#### DOCUMENT
- - - - - - -
At June 30, 2003, the fair value of our investment in preferred stocks
was $33.4 million, including net unrealized gains of $1.5 million. Preferred
stocks are primarily subject to interest rate risk because they bear a fixed
rate of return. The investments in the above table do not include preferred
stocks.

CREDIT RISK

We have exposure to credit risk primarily as a holder of fixed income
securities. We control this exposure by emphasizing investment grade credit
quality in the fixed income securities we purchase. We believe that this
concentration in investment grade securities reduces our exposure to credit
risk on these fixed income investments to an acceptable level. However, in the
current environment even investment grade securities can rapidly deteriorate
and result in significant losses.
- - - - - - -
#### STORED RECORDS
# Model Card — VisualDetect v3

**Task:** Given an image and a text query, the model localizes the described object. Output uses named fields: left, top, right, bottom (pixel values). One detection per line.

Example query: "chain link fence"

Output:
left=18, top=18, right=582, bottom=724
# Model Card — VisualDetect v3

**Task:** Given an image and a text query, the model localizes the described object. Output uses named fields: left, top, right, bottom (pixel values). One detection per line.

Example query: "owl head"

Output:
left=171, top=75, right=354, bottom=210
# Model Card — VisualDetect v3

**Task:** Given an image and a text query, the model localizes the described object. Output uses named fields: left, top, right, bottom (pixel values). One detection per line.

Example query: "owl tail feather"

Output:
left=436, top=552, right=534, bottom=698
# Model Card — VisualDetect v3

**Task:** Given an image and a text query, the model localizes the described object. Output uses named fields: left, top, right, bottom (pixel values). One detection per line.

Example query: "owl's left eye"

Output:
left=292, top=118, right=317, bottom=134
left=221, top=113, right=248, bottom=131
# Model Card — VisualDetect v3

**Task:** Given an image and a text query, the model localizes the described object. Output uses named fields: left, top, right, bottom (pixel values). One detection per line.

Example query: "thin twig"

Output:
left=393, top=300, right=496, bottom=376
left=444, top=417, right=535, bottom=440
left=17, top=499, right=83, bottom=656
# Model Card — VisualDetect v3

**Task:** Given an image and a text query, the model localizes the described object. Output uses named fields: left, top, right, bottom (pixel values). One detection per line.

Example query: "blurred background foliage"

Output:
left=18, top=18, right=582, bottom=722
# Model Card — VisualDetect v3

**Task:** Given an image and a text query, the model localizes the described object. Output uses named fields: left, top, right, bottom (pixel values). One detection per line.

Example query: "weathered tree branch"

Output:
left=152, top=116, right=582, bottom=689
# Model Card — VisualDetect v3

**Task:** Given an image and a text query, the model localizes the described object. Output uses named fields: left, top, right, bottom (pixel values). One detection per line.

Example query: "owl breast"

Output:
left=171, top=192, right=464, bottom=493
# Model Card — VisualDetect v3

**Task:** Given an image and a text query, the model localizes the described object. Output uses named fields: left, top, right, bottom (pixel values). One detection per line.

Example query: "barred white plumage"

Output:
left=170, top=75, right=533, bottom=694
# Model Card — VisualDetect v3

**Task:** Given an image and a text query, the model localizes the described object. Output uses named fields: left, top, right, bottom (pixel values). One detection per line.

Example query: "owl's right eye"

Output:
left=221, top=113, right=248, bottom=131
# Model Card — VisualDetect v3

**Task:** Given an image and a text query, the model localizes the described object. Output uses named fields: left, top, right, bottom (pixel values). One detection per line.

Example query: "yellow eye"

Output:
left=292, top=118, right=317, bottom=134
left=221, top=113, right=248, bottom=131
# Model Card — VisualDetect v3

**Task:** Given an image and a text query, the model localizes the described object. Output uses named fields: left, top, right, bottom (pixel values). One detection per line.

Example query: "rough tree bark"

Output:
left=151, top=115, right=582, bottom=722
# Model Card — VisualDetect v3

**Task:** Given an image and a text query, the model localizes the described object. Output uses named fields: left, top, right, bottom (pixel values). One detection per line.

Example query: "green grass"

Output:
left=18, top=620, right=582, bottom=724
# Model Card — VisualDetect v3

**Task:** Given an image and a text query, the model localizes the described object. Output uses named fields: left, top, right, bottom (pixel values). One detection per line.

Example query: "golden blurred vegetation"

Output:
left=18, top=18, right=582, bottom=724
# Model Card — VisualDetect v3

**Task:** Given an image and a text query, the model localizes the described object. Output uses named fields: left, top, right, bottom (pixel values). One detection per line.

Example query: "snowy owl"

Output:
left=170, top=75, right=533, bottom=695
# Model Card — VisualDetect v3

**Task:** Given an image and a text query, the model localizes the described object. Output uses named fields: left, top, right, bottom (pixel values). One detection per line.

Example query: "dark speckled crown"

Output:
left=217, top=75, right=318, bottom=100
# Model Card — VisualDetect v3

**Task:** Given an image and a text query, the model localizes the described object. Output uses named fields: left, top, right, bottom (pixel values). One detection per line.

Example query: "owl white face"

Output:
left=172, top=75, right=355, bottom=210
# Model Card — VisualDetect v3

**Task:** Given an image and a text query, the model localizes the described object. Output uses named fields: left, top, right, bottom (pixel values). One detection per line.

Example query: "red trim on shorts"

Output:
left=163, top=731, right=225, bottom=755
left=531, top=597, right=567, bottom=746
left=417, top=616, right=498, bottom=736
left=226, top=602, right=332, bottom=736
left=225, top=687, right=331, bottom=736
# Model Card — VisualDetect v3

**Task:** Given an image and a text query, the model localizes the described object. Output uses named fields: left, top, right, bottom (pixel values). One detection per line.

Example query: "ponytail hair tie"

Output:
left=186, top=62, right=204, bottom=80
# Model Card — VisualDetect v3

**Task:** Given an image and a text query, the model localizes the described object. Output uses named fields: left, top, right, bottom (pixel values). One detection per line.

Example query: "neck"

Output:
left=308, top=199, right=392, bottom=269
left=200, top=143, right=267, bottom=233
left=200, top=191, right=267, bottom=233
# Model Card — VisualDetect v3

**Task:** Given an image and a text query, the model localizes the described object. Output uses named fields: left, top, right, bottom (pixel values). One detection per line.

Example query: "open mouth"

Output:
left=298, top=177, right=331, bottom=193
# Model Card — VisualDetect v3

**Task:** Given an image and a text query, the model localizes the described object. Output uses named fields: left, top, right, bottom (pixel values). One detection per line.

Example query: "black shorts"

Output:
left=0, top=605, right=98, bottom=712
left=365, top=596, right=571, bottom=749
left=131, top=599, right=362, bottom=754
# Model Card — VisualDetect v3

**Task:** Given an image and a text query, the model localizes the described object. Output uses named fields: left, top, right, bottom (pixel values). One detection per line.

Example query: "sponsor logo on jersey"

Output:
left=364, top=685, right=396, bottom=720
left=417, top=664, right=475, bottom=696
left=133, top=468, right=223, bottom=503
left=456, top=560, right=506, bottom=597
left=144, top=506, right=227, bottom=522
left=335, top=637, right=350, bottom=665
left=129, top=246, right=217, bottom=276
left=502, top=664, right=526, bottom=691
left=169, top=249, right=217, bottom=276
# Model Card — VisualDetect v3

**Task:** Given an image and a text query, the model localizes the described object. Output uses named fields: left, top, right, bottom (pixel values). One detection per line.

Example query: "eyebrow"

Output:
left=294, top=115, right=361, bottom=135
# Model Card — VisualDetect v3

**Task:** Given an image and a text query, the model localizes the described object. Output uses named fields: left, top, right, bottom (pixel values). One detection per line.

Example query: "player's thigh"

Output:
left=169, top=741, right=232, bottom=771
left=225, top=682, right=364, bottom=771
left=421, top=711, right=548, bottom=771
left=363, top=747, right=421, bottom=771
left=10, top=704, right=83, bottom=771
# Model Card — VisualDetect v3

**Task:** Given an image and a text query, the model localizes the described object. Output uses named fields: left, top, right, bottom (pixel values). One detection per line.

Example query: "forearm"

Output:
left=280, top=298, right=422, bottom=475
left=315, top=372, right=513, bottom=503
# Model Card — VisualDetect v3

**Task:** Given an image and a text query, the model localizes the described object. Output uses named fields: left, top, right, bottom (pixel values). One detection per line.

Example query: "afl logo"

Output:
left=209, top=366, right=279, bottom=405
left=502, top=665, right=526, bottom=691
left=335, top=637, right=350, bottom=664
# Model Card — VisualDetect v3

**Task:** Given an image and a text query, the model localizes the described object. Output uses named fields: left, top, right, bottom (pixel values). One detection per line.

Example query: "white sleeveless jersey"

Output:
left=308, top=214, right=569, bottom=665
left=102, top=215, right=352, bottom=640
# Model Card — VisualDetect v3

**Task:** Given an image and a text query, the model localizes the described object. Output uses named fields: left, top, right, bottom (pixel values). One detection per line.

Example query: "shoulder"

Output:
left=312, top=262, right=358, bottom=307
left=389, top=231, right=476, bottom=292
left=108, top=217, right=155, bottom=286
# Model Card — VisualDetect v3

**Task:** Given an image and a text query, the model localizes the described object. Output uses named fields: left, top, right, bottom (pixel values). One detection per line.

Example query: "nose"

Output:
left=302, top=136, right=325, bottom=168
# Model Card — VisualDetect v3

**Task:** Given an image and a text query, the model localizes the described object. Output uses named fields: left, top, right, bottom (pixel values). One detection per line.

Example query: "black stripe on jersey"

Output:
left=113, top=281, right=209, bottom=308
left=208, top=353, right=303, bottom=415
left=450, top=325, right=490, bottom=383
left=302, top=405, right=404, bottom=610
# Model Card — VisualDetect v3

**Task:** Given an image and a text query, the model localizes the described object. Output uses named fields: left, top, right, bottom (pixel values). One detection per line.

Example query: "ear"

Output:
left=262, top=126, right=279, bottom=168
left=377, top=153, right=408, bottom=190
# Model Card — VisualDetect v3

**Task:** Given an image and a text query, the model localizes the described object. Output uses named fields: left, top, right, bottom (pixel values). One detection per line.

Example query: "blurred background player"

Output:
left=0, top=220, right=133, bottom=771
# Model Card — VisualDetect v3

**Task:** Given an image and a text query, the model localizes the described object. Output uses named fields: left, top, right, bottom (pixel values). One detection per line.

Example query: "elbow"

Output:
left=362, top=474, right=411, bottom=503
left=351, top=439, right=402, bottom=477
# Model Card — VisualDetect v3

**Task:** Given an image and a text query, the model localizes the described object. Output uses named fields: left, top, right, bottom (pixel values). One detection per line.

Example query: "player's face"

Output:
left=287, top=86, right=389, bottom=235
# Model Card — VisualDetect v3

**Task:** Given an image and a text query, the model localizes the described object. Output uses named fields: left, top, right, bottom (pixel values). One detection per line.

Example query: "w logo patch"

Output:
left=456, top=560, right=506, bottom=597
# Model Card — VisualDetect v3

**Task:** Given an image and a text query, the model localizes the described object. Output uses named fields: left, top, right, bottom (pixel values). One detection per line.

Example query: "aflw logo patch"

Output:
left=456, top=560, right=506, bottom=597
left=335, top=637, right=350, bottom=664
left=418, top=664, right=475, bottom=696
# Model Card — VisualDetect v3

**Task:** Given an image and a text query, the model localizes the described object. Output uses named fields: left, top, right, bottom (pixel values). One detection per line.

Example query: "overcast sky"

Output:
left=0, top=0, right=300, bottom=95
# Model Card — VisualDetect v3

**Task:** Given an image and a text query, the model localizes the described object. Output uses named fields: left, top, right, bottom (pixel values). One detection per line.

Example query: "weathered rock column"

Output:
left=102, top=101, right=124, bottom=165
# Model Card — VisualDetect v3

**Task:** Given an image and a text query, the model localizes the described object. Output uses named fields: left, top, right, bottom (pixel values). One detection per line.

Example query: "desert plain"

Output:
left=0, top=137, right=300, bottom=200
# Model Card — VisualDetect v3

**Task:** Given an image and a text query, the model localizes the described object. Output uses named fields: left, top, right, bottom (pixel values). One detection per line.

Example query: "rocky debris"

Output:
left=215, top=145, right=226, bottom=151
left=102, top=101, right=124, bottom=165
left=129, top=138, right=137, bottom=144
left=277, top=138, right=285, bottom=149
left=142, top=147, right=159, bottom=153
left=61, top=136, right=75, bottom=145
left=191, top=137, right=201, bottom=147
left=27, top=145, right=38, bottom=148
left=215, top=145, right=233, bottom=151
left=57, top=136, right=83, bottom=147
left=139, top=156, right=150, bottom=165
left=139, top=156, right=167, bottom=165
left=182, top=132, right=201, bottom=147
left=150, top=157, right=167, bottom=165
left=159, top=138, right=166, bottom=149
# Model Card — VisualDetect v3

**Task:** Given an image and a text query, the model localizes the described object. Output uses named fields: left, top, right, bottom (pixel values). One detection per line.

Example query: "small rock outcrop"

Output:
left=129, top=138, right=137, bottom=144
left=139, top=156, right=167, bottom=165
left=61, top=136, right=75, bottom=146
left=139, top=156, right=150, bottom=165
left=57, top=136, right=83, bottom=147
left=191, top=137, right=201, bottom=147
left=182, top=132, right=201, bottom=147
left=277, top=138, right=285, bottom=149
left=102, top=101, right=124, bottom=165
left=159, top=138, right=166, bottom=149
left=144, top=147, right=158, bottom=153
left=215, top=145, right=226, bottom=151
- - - - - - -
#### DIRECTIVE 1
Translate this sentence from the investment risk passage into Spanish: "We control this exposure by emphasizing investment grade credit quality in the fixed income securities we purchase."
#### DIRECTIVE 2
Reproduce the investment risk passage word for word between "We have exposure" and "in significant losses.", inclusive.

#### FINISHED ANSWER 1
Controlamos esta exposición dando prioridad a la calidad crediticia de grado de inversión en los valores de renta fija que adquirimos.

#### FINISHED ANSWER 2
We have exposure to credit risk primarily as a holder of fixed income
securities. We control this exposure by emphasizing investment grade credit
quality in the fixed income securities we purchase. We believe that this
concentration in investment grade securities reduces our exposure to credit
risk on these fixed income investments to an acceptable level. However, in the
current environment even investment grade securities can rapidly deteriorate
and result in significant losses.